## TASK BRIEF:
All of the records below are to be copied exactly.

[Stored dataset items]
· · · · · · ·
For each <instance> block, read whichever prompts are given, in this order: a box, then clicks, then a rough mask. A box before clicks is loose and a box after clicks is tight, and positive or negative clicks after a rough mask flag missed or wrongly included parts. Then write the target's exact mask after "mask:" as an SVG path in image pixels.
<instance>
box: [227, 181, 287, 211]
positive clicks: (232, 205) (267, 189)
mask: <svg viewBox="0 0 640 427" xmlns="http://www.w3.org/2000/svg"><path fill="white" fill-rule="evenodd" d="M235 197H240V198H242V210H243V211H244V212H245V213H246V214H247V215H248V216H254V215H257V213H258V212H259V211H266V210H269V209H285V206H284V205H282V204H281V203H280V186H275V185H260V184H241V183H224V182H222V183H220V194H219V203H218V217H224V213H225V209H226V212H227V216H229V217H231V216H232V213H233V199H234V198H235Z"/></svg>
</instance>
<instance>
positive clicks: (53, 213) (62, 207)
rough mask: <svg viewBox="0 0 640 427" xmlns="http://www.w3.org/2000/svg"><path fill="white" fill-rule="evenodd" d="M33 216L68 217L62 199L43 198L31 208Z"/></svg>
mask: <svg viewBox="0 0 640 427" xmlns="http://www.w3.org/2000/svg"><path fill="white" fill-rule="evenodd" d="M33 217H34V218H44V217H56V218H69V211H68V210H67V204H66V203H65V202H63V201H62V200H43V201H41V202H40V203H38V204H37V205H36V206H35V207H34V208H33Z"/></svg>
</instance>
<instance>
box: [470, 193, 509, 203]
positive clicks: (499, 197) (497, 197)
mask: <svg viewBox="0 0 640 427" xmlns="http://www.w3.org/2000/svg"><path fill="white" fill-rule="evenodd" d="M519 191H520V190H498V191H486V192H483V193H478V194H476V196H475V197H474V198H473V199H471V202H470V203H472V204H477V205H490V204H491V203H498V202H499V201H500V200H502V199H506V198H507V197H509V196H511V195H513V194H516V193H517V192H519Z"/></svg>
· · · · · · ·
## FINISHED EXERCISE:
For each <instance> block, read whichever prompts are given, in this order: a box, then clicks, then a rough mask. A box before clicks is loose and a box after clicks is tight, and positive or negative clicks after a rough mask flag missed or wrongly included parts. Then write the target's exact mask after "mask:" as an SVG path in image pixels.
<instance>
box: [227, 181, 287, 211]
positive clicks: (232, 205) (267, 189)
mask: <svg viewBox="0 0 640 427" xmlns="http://www.w3.org/2000/svg"><path fill="white" fill-rule="evenodd" d="M235 197H240V198H242V210H243V211H244V212H245V213H246V214H247V215H248V216H254V215H257V213H258V212H259V211H266V210H269V209H285V206H284V205H282V204H281V203H280V186H275V185H260V184H241V183H224V182H222V183H220V194H219V203H218V217H224V213H225V209H226V212H227V216H229V217H231V216H232V213H233V199H234V198H235Z"/></svg>
</instance>
<instance>
positive clicks: (53, 213) (62, 207)
rough mask: <svg viewBox="0 0 640 427" xmlns="http://www.w3.org/2000/svg"><path fill="white" fill-rule="evenodd" d="M33 216L68 217L62 199L43 198L31 208Z"/></svg>
mask: <svg viewBox="0 0 640 427" xmlns="http://www.w3.org/2000/svg"><path fill="white" fill-rule="evenodd" d="M33 217H34V218H44V217H56V218H69V211H68V210H67V204H66V203H65V202H63V201H62V200H43V201H41V202H40V203H38V204H37V205H36V206H35V207H34V208H33Z"/></svg>
</instance>
<instance>
box: [470, 193, 509, 203]
positive clicks: (499, 197) (497, 197)
mask: <svg viewBox="0 0 640 427" xmlns="http://www.w3.org/2000/svg"><path fill="white" fill-rule="evenodd" d="M519 191H520V190H498V191H486V192H483V193H478V194H476V196H475V197H474V198H473V199H471V202H470V203H472V204H477V205H490V204H491V203H498V202H499V201H500V200H502V199H506V198H507V197H509V196H511V195H513V194H516V193H517V192H519Z"/></svg>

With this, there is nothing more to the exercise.